Dataset entries:
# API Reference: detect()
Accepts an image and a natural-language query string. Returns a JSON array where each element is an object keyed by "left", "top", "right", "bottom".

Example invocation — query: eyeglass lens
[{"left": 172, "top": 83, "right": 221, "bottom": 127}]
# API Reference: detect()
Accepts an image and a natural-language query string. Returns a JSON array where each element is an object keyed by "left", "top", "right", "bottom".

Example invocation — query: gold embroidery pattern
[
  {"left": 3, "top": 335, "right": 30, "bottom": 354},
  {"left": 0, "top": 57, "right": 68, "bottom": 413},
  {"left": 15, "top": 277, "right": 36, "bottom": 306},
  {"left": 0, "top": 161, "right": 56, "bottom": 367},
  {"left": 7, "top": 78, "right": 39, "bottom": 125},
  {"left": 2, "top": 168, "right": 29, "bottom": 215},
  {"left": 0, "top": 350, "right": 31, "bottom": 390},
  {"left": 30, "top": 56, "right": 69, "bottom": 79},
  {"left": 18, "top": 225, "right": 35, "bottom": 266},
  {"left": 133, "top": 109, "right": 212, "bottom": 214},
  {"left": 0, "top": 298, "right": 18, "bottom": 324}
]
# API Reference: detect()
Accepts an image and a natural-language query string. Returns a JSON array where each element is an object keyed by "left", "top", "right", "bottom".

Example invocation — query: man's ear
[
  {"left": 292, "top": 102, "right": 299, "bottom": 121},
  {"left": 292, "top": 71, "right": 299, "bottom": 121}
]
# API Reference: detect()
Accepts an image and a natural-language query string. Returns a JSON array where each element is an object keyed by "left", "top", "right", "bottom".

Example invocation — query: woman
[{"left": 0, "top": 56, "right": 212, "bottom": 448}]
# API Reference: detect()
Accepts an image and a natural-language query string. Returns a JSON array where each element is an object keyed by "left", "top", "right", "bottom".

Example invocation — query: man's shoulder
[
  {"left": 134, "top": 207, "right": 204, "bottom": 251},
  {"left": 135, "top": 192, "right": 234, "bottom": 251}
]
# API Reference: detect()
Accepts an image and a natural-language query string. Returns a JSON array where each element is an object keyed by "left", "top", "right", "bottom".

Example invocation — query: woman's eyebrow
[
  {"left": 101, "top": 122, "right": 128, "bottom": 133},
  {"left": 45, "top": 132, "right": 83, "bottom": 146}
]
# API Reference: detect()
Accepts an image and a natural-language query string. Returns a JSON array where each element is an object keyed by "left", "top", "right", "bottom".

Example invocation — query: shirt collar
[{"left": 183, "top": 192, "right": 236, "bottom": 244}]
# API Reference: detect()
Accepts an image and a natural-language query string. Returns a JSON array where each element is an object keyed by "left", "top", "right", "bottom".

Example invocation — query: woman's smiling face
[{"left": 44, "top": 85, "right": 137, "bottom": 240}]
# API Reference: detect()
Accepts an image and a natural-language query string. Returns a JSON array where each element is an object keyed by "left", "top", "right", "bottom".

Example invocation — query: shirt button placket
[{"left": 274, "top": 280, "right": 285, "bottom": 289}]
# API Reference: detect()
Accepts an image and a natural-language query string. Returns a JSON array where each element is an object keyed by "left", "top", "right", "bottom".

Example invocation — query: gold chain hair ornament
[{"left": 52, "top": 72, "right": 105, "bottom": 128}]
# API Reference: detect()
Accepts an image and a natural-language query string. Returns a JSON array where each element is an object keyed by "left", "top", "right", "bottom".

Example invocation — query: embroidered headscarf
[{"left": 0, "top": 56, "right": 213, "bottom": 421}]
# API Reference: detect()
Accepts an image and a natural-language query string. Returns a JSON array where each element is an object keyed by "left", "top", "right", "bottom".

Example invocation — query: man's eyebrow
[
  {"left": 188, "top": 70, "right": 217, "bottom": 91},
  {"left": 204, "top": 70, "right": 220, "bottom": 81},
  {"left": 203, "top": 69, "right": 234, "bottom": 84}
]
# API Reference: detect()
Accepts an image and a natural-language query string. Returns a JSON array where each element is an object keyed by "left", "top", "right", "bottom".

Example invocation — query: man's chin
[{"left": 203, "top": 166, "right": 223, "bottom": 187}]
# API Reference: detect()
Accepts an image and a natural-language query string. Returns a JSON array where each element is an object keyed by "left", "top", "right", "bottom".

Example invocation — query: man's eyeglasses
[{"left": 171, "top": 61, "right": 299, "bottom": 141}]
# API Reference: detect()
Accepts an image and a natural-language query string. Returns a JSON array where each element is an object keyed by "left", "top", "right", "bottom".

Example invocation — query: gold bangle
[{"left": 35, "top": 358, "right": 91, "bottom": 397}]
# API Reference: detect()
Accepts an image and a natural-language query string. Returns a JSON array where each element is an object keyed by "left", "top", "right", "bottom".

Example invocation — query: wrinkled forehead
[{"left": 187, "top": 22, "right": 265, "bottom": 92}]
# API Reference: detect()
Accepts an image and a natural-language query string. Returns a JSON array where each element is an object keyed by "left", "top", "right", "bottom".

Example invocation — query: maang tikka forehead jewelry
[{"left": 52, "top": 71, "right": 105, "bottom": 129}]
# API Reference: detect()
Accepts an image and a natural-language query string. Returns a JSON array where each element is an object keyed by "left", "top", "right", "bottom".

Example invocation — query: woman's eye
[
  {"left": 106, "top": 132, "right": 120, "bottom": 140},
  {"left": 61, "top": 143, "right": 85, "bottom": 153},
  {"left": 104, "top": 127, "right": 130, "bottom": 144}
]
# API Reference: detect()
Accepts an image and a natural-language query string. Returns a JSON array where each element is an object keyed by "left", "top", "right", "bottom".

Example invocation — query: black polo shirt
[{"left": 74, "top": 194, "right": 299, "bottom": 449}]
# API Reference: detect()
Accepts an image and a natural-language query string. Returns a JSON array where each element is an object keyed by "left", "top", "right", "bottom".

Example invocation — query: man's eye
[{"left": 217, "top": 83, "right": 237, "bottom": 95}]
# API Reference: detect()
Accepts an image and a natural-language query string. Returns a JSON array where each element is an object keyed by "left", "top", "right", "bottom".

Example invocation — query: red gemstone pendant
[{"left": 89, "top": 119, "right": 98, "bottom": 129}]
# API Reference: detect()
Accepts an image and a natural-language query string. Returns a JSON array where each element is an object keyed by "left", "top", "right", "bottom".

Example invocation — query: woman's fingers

What needs to be done
Exactly as they appear above, transcribe the records in full.

Expected answer
# API Reference: detect()
Accepts an image and a natural-language query string. Returns a JSON array where each element is an object keyed by "left", "top", "right", "bottom".

Example invocation — query: eyeglass lens
[{"left": 172, "top": 83, "right": 221, "bottom": 127}]
# API Reference: detect()
Accepts an image and a natural-language query string. Returns a JSON array where each element is an object keyed by "left", "top", "right", "bottom".

Example invocation — query: gold embroidery pattern
[
  {"left": 3, "top": 335, "right": 30, "bottom": 354},
  {"left": 0, "top": 57, "right": 68, "bottom": 413},
  {"left": 15, "top": 277, "right": 36, "bottom": 306},
  {"left": 0, "top": 161, "right": 56, "bottom": 367},
  {"left": 7, "top": 78, "right": 39, "bottom": 125},
  {"left": 2, "top": 168, "right": 29, "bottom": 215},
  {"left": 0, "top": 350, "right": 31, "bottom": 390},
  {"left": 30, "top": 56, "right": 69, "bottom": 79},
  {"left": 18, "top": 225, "right": 35, "bottom": 266},
  {"left": 133, "top": 109, "right": 212, "bottom": 214},
  {"left": 0, "top": 298, "right": 18, "bottom": 324}
]
# API Reference: detect()
Accepts an image and a natural-language query string. Returns a JSON array where each element is an object keyed by "left", "top", "right", "bottom".

Example invocation — query: man's ear
[
  {"left": 292, "top": 102, "right": 299, "bottom": 121},
  {"left": 292, "top": 71, "right": 299, "bottom": 121}
]
# API Reference: detect()
Accepts an image and a natural-language query string. Returns a JSON array where each element is an object keyed by "left", "top", "right", "bottom".

Example invocation — query: woman
[{"left": 0, "top": 56, "right": 212, "bottom": 448}]
# API Reference: detect()
Accepts an image and a natural-language query string. Returns a JSON array where each element is an object keyed by "left", "top", "right", "bottom".

Example invocation — query: man's shoulder
[
  {"left": 134, "top": 207, "right": 204, "bottom": 251},
  {"left": 135, "top": 192, "right": 234, "bottom": 251}
]
# API Reference: detect()
Accepts an image and a natural-language query string. Returns a JSON array where each element is an object keyed by "left", "top", "right", "bottom".

Example invocation — query: woman's eyebrow
[
  {"left": 101, "top": 122, "right": 128, "bottom": 133},
  {"left": 45, "top": 132, "right": 83, "bottom": 146}
]
# API Reference: detect()
Accepts an image and a natural-language query string. Returns a JSON array where each element is an object keyed by "left", "top", "right", "bottom".

Example invocation — query: shirt collar
[{"left": 183, "top": 192, "right": 236, "bottom": 244}]
# API Reference: detect()
Accepts an image and a natural-language query string. Returns a JSON array where each element is an object keyed by "left", "top", "right", "bottom".

Example invocation — query: woman's smiling face
[{"left": 44, "top": 85, "right": 137, "bottom": 240}]
# API Reference: detect()
Accepts an image and a natural-language query string. Returns a JSON array where each element is an object keyed by "left", "top", "right", "bottom".

Example invocation — query: shirt button placket
[{"left": 274, "top": 280, "right": 285, "bottom": 289}]
# API Reference: detect()
Accepts an image and a natural-language query string. Returns a JSON array where each element is an object keyed by "left", "top", "right", "bottom".

Example invocation — query: gold chain hair ornament
[{"left": 52, "top": 72, "right": 105, "bottom": 128}]
# API Reference: detect()
Accepts an image and a natural-language query string. Returns a JSON array where each element is an object keyed by "left", "top", "right", "bottom".

Example invocation — query: embroidered headscarf
[{"left": 0, "top": 56, "right": 213, "bottom": 421}]
# API Reference: detect()
Accepts an image and a natural-language query string. Returns a JSON array where each element is an object keyed by "left", "top", "right", "bottom".

Example invocation — query: man's eyebrow
[
  {"left": 188, "top": 70, "right": 217, "bottom": 91},
  {"left": 204, "top": 70, "right": 220, "bottom": 81},
  {"left": 203, "top": 69, "right": 234, "bottom": 84}
]
# API Reference: detect()
Accepts an image and a natural-language query string. Returns a JSON array where each element is an object keyed by "left", "top", "right", "bottom".

Example invocation — query: man's chin
[{"left": 203, "top": 166, "right": 223, "bottom": 187}]
# API Reference: detect()
Accepts an image and a natural-language query string. Returns a JSON array where each element is an object keyed by "left", "top", "right", "bottom".

Example invocation — query: man's eyeglasses
[{"left": 171, "top": 61, "right": 299, "bottom": 141}]
# API Reference: detect()
Accepts an image and a natural-language query string. Returns a JSON array where each element is an object keyed by "left", "top", "right", "bottom".

Example invocation — query: gold bangle
[{"left": 35, "top": 358, "right": 91, "bottom": 397}]
# API Reference: detect()
Accepts an image and a natural-language query string. Returns a JSON array where each element is an object keyed by "left", "top", "right", "bottom".

Example invocation — query: wrinkled forehead
[{"left": 187, "top": 22, "right": 265, "bottom": 92}]
# API Reference: detect()
Accepts an image and a natural-language query string. Returns a JSON array where each element is an object keyed by "left", "top", "right", "bottom".

Example invocation — query: maang tikka forehead jewelry
[{"left": 52, "top": 71, "right": 105, "bottom": 129}]
# API Reference: detect()
Accepts an image and a natural-language query string. Returns a JSON array where each element is an object keyed by "left", "top", "right", "bottom".

Example invocation — query: woman's eye
[
  {"left": 106, "top": 132, "right": 120, "bottom": 140},
  {"left": 61, "top": 143, "right": 85, "bottom": 153},
  {"left": 104, "top": 127, "right": 130, "bottom": 144}
]
# API Reference: detect()
Accepts an image and a natural-language query string. Returns a JSON array where each element is an object keyed by "left", "top", "right", "bottom".

Example invocation — query: black polo shirt
[{"left": 74, "top": 194, "right": 299, "bottom": 449}]
# API Reference: detect()
Accepts an image and a natural-language query string. Returns a JSON array where each element is an object keyed by "left", "top", "right", "bottom".

Example invocation — query: man's eye
[{"left": 217, "top": 83, "right": 237, "bottom": 95}]
# API Reference: detect()
Accepts an image and a natural-language query string. Returns a JSON array where each element is an object keyed by "left", "top", "right", "bottom".

Example invocation — query: red gemstone pendant
[{"left": 89, "top": 119, "right": 98, "bottom": 129}]
# API Reference: detect()
Accepts an image and a natural-language query string. Returns a JSON array where each element is an object keyed by "left", "top", "right", "bottom".

Example invocation — query: woman's fingers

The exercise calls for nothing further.